# What needs to be done:
Starting at the line that contains "Query: side mirror", copy each line through the end of the listing below. Include both ends and output nothing more.

# Data shown:
## start

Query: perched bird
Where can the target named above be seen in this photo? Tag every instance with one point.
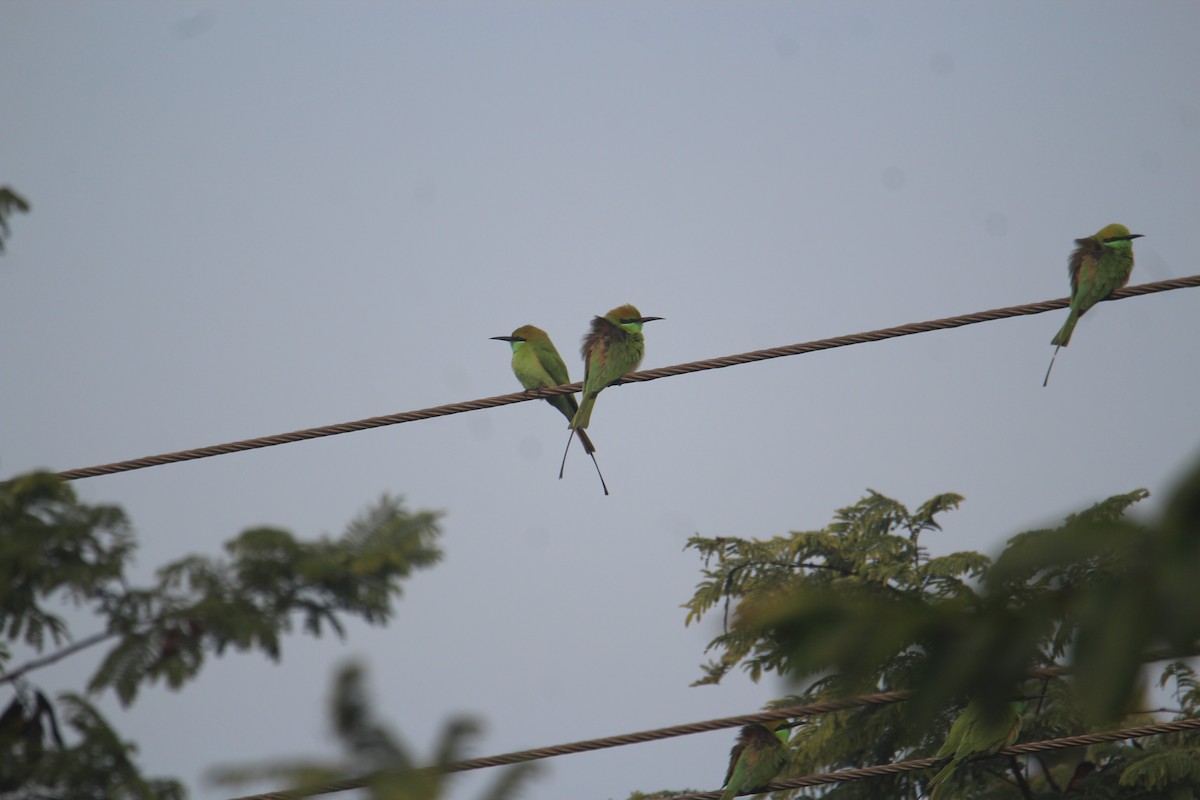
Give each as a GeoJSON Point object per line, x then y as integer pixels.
{"type": "Point", "coordinates": [1099, 265]}
{"type": "Point", "coordinates": [971, 735]}
{"type": "Point", "coordinates": [757, 757]}
{"type": "Point", "coordinates": [612, 348]}
{"type": "Point", "coordinates": [537, 365]}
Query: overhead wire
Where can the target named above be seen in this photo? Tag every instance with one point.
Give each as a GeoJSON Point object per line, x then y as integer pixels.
{"type": "Point", "coordinates": [1083, 740]}
{"type": "Point", "coordinates": [654, 734]}
{"type": "Point", "coordinates": [839, 776]}
{"type": "Point", "coordinates": [637, 377]}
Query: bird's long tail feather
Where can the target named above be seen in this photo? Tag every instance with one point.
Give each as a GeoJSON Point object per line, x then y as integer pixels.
{"type": "Point", "coordinates": [583, 415]}
{"type": "Point", "coordinates": [1047, 379]}
{"type": "Point", "coordinates": [603, 485]}
{"type": "Point", "coordinates": [565, 450]}
{"type": "Point", "coordinates": [1062, 338]}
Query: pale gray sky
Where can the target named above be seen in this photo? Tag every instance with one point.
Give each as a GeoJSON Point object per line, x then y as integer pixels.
{"type": "Point", "coordinates": [257, 217]}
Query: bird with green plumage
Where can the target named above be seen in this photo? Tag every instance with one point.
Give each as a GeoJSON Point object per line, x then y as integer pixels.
{"type": "Point", "coordinates": [757, 757]}
{"type": "Point", "coordinates": [537, 365]}
{"type": "Point", "coordinates": [611, 349]}
{"type": "Point", "coordinates": [1099, 265]}
{"type": "Point", "coordinates": [973, 735]}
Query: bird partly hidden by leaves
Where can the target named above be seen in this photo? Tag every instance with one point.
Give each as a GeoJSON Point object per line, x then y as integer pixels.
{"type": "Point", "coordinates": [757, 757]}
{"type": "Point", "coordinates": [537, 365]}
{"type": "Point", "coordinates": [1099, 265]}
{"type": "Point", "coordinates": [973, 735]}
{"type": "Point", "coordinates": [611, 349]}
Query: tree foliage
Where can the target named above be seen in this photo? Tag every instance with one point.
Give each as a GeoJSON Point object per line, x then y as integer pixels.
{"type": "Point", "coordinates": [53, 548]}
{"type": "Point", "coordinates": [859, 606]}
{"type": "Point", "coordinates": [376, 759]}
{"type": "Point", "coordinates": [10, 203]}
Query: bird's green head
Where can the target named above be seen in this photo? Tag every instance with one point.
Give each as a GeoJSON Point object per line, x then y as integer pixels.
{"type": "Point", "coordinates": [522, 335]}
{"type": "Point", "coordinates": [1117, 235]}
{"type": "Point", "coordinates": [629, 318]}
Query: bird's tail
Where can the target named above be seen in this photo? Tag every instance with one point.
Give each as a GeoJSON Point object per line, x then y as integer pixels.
{"type": "Point", "coordinates": [1062, 338]}
{"type": "Point", "coordinates": [937, 783]}
{"type": "Point", "coordinates": [1047, 379]}
{"type": "Point", "coordinates": [583, 415]}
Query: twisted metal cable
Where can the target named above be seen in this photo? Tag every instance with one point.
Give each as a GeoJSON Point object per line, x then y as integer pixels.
{"type": "Point", "coordinates": [637, 377]}
{"type": "Point", "coordinates": [641, 737]}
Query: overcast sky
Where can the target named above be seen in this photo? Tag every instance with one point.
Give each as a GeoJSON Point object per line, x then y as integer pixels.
{"type": "Point", "coordinates": [252, 217]}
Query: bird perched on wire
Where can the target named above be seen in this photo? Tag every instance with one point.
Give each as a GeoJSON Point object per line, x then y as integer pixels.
{"type": "Point", "coordinates": [1099, 265]}
{"type": "Point", "coordinates": [973, 735]}
{"type": "Point", "coordinates": [537, 365]}
{"type": "Point", "coordinates": [611, 349]}
{"type": "Point", "coordinates": [757, 757]}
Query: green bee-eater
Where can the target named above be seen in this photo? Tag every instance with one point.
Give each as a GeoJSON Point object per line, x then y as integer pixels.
{"type": "Point", "coordinates": [537, 365]}
{"type": "Point", "coordinates": [612, 348]}
{"type": "Point", "coordinates": [1099, 265]}
{"type": "Point", "coordinates": [971, 735]}
{"type": "Point", "coordinates": [757, 757]}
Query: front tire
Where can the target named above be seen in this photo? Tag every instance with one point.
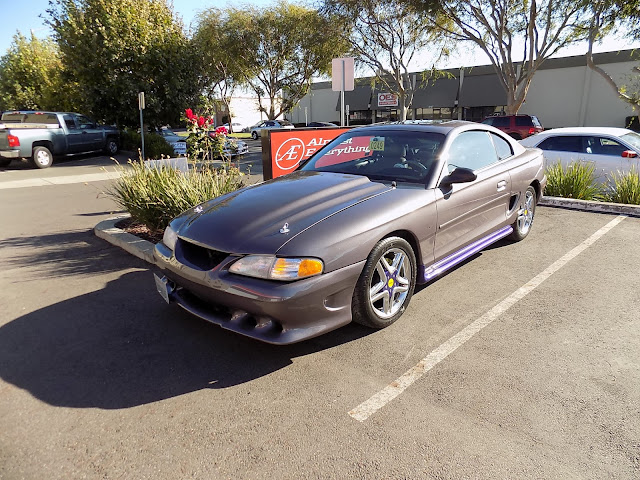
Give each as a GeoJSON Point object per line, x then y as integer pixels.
{"type": "Point", "coordinates": [111, 147]}
{"type": "Point", "coordinates": [41, 157]}
{"type": "Point", "coordinates": [386, 284]}
{"type": "Point", "coordinates": [524, 221]}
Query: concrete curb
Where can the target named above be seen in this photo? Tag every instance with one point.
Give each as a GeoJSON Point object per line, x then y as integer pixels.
{"type": "Point", "coordinates": [591, 206]}
{"type": "Point", "coordinates": [143, 249]}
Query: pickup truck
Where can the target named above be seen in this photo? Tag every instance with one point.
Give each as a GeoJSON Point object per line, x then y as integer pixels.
{"type": "Point", "coordinates": [39, 136]}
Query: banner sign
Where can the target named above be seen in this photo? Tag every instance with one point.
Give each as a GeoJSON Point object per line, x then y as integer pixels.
{"type": "Point", "coordinates": [387, 100]}
{"type": "Point", "coordinates": [287, 148]}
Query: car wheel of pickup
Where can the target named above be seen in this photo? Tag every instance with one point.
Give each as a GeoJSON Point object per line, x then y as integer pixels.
{"type": "Point", "coordinates": [111, 146]}
{"type": "Point", "coordinates": [42, 157]}
{"type": "Point", "coordinates": [524, 221]}
{"type": "Point", "coordinates": [386, 284]}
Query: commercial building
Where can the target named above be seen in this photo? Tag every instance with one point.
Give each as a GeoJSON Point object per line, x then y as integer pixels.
{"type": "Point", "coordinates": [564, 92]}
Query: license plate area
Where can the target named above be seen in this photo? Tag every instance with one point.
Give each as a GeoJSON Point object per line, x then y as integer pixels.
{"type": "Point", "coordinates": [162, 287]}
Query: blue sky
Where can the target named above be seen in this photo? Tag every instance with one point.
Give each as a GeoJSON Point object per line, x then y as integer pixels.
{"type": "Point", "coordinates": [27, 15]}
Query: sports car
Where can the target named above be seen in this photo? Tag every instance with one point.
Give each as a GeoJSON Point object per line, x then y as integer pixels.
{"type": "Point", "coordinates": [348, 235]}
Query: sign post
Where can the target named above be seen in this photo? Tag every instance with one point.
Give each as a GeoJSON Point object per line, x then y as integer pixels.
{"type": "Point", "coordinates": [342, 79]}
{"type": "Point", "coordinates": [141, 107]}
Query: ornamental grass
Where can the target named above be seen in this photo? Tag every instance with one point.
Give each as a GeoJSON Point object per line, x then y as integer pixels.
{"type": "Point", "coordinates": [154, 196]}
{"type": "Point", "coordinates": [577, 180]}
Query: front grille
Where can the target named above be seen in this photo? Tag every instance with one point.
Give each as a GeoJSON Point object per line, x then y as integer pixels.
{"type": "Point", "coordinates": [198, 257]}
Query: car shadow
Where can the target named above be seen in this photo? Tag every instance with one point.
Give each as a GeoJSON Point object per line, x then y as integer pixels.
{"type": "Point", "coordinates": [122, 346]}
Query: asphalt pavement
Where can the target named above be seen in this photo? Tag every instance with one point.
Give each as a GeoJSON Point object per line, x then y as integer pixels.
{"type": "Point", "coordinates": [100, 379]}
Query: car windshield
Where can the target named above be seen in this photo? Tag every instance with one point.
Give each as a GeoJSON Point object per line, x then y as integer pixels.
{"type": "Point", "coordinates": [633, 139]}
{"type": "Point", "coordinates": [401, 156]}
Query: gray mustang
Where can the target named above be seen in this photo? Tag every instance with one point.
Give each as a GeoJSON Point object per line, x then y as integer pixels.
{"type": "Point", "coordinates": [349, 234]}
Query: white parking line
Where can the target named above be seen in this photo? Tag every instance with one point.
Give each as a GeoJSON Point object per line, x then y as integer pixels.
{"type": "Point", "coordinates": [391, 391]}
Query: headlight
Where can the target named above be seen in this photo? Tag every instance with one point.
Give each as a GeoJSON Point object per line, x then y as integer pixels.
{"type": "Point", "coordinates": [170, 237]}
{"type": "Point", "coordinates": [273, 268]}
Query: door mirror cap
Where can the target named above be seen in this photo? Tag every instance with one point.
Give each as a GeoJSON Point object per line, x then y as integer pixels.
{"type": "Point", "coordinates": [459, 175]}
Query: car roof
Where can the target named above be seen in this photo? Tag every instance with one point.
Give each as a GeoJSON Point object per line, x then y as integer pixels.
{"type": "Point", "coordinates": [617, 131]}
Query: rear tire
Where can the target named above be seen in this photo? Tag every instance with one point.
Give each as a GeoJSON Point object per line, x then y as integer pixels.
{"type": "Point", "coordinates": [524, 221]}
{"type": "Point", "coordinates": [41, 157]}
{"type": "Point", "coordinates": [386, 284]}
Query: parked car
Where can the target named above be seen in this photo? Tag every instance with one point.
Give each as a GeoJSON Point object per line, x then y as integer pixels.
{"type": "Point", "coordinates": [256, 130]}
{"type": "Point", "coordinates": [39, 136]}
{"type": "Point", "coordinates": [518, 126]}
{"type": "Point", "coordinates": [350, 233]}
{"type": "Point", "coordinates": [608, 149]}
{"type": "Point", "coordinates": [321, 124]}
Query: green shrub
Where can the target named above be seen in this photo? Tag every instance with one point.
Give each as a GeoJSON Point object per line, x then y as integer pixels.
{"type": "Point", "coordinates": [624, 188]}
{"type": "Point", "coordinates": [155, 146]}
{"type": "Point", "coordinates": [577, 180]}
{"type": "Point", "coordinates": [153, 196]}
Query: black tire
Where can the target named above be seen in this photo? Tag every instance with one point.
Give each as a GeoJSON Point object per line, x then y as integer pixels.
{"type": "Point", "coordinates": [41, 157]}
{"type": "Point", "coordinates": [526, 211]}
{"type": "Point", "coordinates": [371, 313]}
{"type": "Point", "coordinates": [111, 147]}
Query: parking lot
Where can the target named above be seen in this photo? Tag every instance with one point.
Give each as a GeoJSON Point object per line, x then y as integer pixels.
{"type": "Point", "coordinates": [521, 363]}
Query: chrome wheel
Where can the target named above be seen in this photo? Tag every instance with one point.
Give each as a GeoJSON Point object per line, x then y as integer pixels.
{"type": "Point", "coordinates": [390, 283]}
{"type": "Point", "coordinates": [43, 158]}
{"type": "Point", "coordinates": [525, 215]}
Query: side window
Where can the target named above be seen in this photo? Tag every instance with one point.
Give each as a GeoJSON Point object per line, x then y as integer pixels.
{"type": "Point", "coordinates": [69, 122]}
{"type": "Point", "coordinates": [503, 148]}
{"type": "Point", "coordinates": [472, 150]}
{"type": "Point", "coordinates": [604, 146]}
{"type": "Point", "coordinates": [503, 122]}
{"type": "Point", "coordinates": [563, 144]}
{"type": "Point", "coordinates": [84, 122]}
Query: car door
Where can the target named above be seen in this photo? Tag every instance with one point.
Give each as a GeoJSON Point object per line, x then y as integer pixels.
{"type": "Point", "coordinates": [469, 211]}
{"type": "Point", "coordinates": [74, 134]}
{"type": "Point", "coordinates": [605, 153]}
{"type": "Point", "coordinates": [91, 135]}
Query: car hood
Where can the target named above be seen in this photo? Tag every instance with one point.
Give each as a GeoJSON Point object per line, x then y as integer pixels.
{"type": "Point", "coordinates": [262, 218]}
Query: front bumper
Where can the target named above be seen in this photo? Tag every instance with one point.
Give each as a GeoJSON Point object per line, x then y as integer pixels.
{"type": "Point", "coordinates": [10, 153]}
{"type": "Point", "coordinates": [270, 311]}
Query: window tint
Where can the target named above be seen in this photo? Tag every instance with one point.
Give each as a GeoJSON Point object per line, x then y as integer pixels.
{"type": "Point", "coordinates": [568, 143]}
{"type": "Point", "coordinates": [83, 122]}
{"type": "Point", "coordinates": [472, 150]}
{"type": "Point", "coordinates": [501, 122]}
{"type": "Point", "coordinates": [523, 121]}
{"type": "Point", "coordinates": [69, 122]}
{"type": "Point", "coordinates": [502, 147]}
{"type": "Point", "coordinates": [604, 146]}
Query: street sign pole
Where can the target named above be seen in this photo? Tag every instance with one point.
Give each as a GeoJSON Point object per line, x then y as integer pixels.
{"type": "Point", "coordinates": [141, 107]}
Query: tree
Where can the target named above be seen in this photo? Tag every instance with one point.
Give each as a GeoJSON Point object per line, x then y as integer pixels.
{"type": "Point", "coordinates": [386, 37]}
{"type": "Point", "coordinates": [221, 74]}
{"type": "Point", "coordinates": [30, 75]}
{"type": "Point", "coordinates": [276, 51]}
{"type": "Point", "coordinates": [517, 36]}
{"type": "Point", "coordinates": [605, 16]}
{"type": "Point", "coordinates": [113, 49]}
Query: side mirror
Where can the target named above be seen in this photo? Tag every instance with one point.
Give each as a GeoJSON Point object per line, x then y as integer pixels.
{"type": "Point", "coordinates": [459, 175]}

## end

# Written answer:
Query: side mirror
Where can the target named above be seen in this photo? Tag every instance with one point.
Give each as a GeoJSON Point object per line, x then y as integer pixels.
{"type": "Point", "coordinates": [459, 175]}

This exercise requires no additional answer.